• [Sección del documento]:
######
Que los vapores y los gases enrarecidos brillaban cuando tenían carga eléctrica era algo que se sabía desde el siglo XVII, cuando se observó que el mercurio de un barómetro se podía electrificar por fricción contra el cristal, y que eso provocaba un hermoso brillo azulado en el vapor enrarecido de mercurio, próximo al vacío, que quedaba encima.[74]

Utilizando las poderosas descargas de las bobinas de inducción inventadas en la década de 1850, se descubrió que se podía hacer brillar una larga columna de vapor de mercurio (Alexandre-Edmond Becquerel sugirió, ya desde un primer momento, que recubrir el tubo de descarga con una sustancia fluorescente haría que fuese más apropiado para iluminar). Pero cuando se introdujeron las lámparas de vapor de mercurio, en 1901, eran peligrosas y poco fiables, y su luz —a falta de un recubrimiento fluorescente— era demasiado azul para su uso doméstico. Los intentos de recubrir esos tubos con polvos fluorescentes realizados antes de la Primera Guerra Mundial fracasaron a causa de muchos problemas. Mientras tanto se probaron otros gases y vapores: el dióxido de carbono daba una luz blanca, el argón una luz azulada, el helio una luz amarilla, y el neón, por supuesto, una luz carmesí. Los tubos de neón para anuncios se hicieron comunes en Londres en los años veinte, pero fue sólo a finales de los treinta cuando los tubos fluorescentes (utilizando una mezcla de vapor de mercurio y un gas inerte) comenzaron a convertirse en una posibilidad comercial, algo en lo que mi tío Abe desempeñó un importante papel.

El tío Dave, para demostrarme que carecía de prejuicios, tenía una luz fluorescente instalada en su fábrica, y los dos hermanos, que habían vivido en su juventud la pugna entre el gas y la electricidad, a veces discutían acerca de los respectivos méritos e inconvenientes de las bombillas incandescentes y fluorescentes. Abe afirmaba que las bombillas de filamentos correrían el mismo destino que los manguitos incandescentes, y Dave mantenía que los fluorescentes eran demasiado aparatosos, y que jamás podrían igualar la comodidad y bajo precio de las bombillas. (Los dos se habrían quedado sorprendidos de saber que, cincuenta años después, los fluorescentes habían sufrido toda clase de transformaciones, mientras que las bombillas de filamentos seguían siendo tan populares como antes, y que ambos coexistían en una relación confortable y fraternal.)

Cuantas más cosas me mostraba el tío Abe, más misterioso me parecía todo. Yo sabía bastante de la luz: que los colores no eran sino la manera en que el ojo percibía diferentes frecuencias o longitudes de onda; y que el color de los objetos procedía de la manera en que absorbían o transmitían la luz, obstruían ciertas frecuencias y dejaban pasar otras. Sabía que las sustancias negras absorbían toda la luz y no dejaban pasar nada; y que con los metales y espejos ocurría lo contrario: el frente de onda de las partículas de luz, como yo imaginaba, golpeaba el espejo como una pelota de goma y quedaba reflejado en una especie de rebote instantáneo.

Pero ninguna de estas nociones servía de nada por lo que se refería al fenómeno de la fluorescencia o fosforescencia, pues aquí uno podía iluminar algo con una luz invisible, una luz «negra», y ese algo adquiría un resplandor blanco, rojo, verde o amarillo, emitiendo una luz propia, una frecuencia de luz que no estaba presente en la sustancia iluminante.

Y luego estaba la cuestión de la demora. La acción de la luz normalmente parecía instantánea. Pero, con la fosforescencia, la energía de la luz del sol, al parecer, quedaba capturada, almacenada, transformada en una energía de distinta frecuencia, y a continuación era emitida en un lento goteo, durante horas (el tío Abe me dijo que había demoras similares con la fluorescencia, aunque éstas eran mucho más breves, sólo fracciones de segundo). ¿Cómo era eso posible?
######
• [Datos mostrados]:
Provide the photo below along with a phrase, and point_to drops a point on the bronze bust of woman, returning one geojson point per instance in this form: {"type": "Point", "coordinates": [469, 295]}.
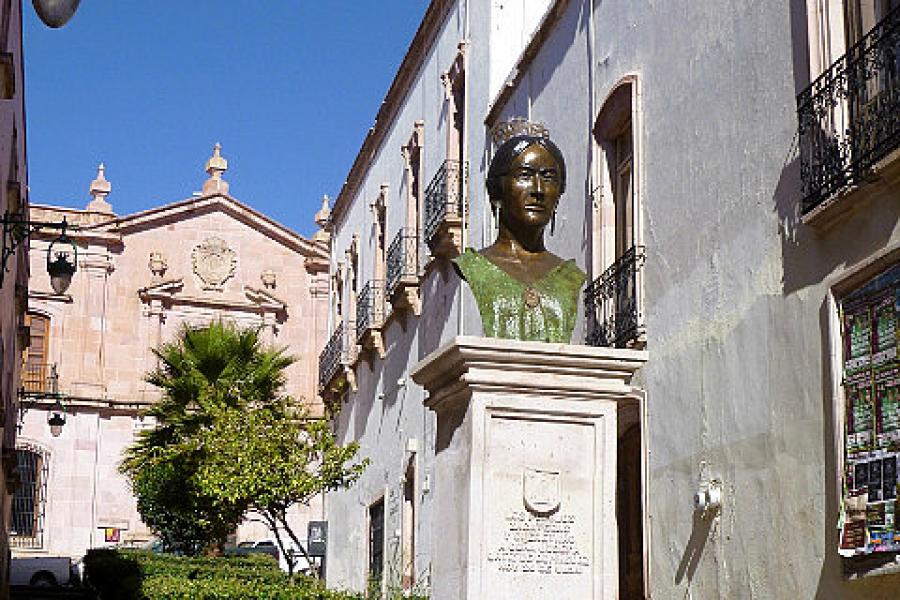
######
Cambia, en el fragmento sobre la fluorescencia, el tramo desde "Y luego estaba" hasta "era eso posible?" y reprodúcelo con "goteo" sustituido por "flujo".

Y luego estaba la cuestión de la demora. La acción de la luz normalmente parecía instantánea. Pero, con la fosforescencia, la energía de la luz del sol, al parecer, quedaba capturada, almacenada, transformada en una energía de distinta frecuencia, y a continuación era emitida en un lento flujo, durante horas (el tío Abe me dijo que había demoras similares con la fluorescencia, aunque éstas eran mucho más breves, sólo fracciones de segundo). ¿Cómo era eso posible?